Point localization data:
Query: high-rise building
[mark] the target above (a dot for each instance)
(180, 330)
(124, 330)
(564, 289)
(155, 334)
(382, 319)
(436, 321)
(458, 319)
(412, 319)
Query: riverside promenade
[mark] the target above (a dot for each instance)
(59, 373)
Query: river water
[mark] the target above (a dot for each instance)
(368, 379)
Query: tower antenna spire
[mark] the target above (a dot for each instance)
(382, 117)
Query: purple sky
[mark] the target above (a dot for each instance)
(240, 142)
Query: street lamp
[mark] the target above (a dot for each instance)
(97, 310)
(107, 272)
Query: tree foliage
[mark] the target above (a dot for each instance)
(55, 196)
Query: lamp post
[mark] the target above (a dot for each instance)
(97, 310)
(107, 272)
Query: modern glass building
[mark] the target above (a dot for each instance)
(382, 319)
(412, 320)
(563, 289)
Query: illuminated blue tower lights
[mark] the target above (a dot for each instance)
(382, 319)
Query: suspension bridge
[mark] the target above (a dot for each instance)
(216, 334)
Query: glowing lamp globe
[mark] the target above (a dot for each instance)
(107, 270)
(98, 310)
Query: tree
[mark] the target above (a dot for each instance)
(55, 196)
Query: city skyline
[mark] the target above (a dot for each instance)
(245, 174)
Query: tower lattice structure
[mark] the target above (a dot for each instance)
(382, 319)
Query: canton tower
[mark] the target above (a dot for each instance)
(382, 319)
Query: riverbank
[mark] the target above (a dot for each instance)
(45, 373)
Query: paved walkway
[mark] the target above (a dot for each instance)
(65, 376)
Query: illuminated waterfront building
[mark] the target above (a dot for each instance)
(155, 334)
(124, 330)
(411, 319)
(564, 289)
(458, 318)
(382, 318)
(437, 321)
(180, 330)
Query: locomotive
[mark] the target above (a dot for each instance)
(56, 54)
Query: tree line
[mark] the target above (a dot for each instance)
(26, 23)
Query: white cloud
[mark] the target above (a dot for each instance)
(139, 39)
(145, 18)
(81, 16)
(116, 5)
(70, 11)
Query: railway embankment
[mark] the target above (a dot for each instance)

# ACTIVITY
What is needed is each line from the records with the word "tower" in it.

# EXERCISE ANSWER
Query: tower antenna spire
Query: illuminated blue tower lights
Query: tower lattice structure
Query: canton tower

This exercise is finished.